* _TASKS FOR THIS EXERCISE_
**a.** According to the PCP study excerpt, on which day was novel object recognition assessed during the drug withdrawal phase?
**b.** Based on the PCP study excerpt, explain why interaction between two unfamiliar rats was recorded.
**c.** Summarize the PCP study excerpt in three sentences.

Start of PAGE EXTRACT

Figure 4. Effects of PCP treatment, concurrent PCP and PAOPA treatment, and a one-time administration of PAOPA following PCP treatment on social interaction assessed via sniffing, following, climbing, and aggressive behaviors. To represent negative symptoms of schizophrenia, interaction between two unfamiliar rats of the same treatment group was recorded following 8 days of drug withdrawal (day 16). Both PCP–saline and one-time reversal groups showed a decrease in the number of sniffing interactions compared to the vehicle group. The PCP–PAOPA group exhibited more sniffing interactions than either PCP–saline or one-time reversal groups (∗∗∗p < 0.001).
Novel Object Recognition
Novel object recognition was assessed on day 6, 90 min following injection (Figure 5A) and on day 14, during the drug withdrawal phase (Figure 5B). In the acute setting, one-way ANOVA revealed a significant difference between groups (F2,20= 6.591, p = 0.0063). Tukey’s multiple comparison test revealed that the vehicle group had a higher percent discrimination index than PCP–saline (MD = 35.86%, 95% CI = 8.352–63.37%, p < 0.01) and PCP–PAOPA (MD = 27.93%, 95% CI = 1.680–54.19%, p < 0.05). No significant differences were found between the PCP–saline and the PCP–PAOPA group (p > 0.05).

End of PAGE EXTRACT
Start of EXERCISE DATA

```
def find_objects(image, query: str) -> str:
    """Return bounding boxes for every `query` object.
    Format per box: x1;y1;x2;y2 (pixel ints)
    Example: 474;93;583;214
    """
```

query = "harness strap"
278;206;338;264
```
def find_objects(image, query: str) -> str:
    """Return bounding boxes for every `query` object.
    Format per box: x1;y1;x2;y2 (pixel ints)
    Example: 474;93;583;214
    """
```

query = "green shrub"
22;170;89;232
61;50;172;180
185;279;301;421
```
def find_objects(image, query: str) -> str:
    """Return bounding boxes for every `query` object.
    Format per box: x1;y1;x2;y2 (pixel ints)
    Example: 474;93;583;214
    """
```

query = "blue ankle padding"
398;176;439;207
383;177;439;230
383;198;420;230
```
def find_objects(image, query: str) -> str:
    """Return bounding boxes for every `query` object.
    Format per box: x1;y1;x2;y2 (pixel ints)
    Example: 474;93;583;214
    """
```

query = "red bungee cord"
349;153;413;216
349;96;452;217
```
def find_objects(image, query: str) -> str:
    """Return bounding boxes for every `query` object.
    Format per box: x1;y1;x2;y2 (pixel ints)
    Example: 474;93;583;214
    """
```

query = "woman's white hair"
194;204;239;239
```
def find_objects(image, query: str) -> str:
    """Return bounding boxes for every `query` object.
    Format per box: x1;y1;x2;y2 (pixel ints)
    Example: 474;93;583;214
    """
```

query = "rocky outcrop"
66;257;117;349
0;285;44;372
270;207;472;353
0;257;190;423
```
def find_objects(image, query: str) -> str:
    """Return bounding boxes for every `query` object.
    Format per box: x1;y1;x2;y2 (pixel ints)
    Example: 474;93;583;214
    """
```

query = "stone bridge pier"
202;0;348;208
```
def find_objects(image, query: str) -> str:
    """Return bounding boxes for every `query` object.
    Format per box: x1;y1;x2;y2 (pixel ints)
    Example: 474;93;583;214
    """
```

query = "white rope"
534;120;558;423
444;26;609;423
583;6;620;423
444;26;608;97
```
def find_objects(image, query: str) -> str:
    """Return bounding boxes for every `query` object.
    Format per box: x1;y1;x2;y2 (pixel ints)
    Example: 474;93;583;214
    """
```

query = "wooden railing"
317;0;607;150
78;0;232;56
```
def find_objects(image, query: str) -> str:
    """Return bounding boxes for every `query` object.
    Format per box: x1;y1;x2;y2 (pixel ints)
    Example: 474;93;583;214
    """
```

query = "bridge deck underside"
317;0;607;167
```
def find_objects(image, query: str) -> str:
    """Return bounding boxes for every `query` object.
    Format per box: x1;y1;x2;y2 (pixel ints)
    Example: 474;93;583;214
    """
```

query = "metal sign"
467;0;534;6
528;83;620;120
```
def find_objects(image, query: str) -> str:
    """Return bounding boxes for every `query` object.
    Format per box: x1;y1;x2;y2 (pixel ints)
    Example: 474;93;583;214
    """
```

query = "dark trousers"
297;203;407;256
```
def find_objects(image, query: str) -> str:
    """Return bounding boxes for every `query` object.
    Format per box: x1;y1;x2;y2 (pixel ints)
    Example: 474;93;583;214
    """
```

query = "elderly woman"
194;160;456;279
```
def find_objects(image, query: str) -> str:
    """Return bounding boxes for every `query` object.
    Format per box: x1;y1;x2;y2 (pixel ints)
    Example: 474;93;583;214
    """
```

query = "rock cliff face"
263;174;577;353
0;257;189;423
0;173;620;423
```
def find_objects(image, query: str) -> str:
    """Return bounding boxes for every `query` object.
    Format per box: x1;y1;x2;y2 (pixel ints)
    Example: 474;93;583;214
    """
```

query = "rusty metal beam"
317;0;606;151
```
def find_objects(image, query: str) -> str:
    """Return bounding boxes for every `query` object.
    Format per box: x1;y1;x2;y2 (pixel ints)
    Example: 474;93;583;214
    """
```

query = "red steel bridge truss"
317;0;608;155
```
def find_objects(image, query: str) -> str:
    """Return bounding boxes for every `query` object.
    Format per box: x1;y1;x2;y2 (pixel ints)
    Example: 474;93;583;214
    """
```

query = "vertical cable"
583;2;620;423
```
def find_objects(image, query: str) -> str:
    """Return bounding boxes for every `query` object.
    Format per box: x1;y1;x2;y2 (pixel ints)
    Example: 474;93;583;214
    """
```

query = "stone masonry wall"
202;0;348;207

End of EXERCISE DATA

* _ANSWERS FOR EACH ITEM_
**a.** Day 14.

**b.** The interaction was recorded to represent negative symptoms of schizophrenia. The two rats came from the same treatment group and were observed on day 16, after 8 days of drug withdrawal.

**c.** In the social interaction test, the PCP–saline and one-time reversal groups showed fewer sniffing interactions than the vehicle group. The PCP–PAOPA group had more sniffing interactions than either of those groups. In acute novel object recognition on day 6, the vehicle group had a higher percent discrimination index than both the PCP–saline and PCP–PAOPA groups, which did not differ significantly from each other.